(Labeled-object pointing rows)
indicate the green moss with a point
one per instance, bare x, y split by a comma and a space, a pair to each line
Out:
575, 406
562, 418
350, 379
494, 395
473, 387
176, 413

What you will do - Lay out the rows above as a two-column CSV with the header columns "prompt" and "points," one line per row. Put each row's text and its answer in a single quoted field each, and replace every line break with a space.

Reply to the exercise -
prompt,points
"indicate the green moss with a point one per instance, bare x, y split by a comma and a space, a pair to each line Out:","575, 406 562, 418 350, 379 494, 395 473, 387 176, 413"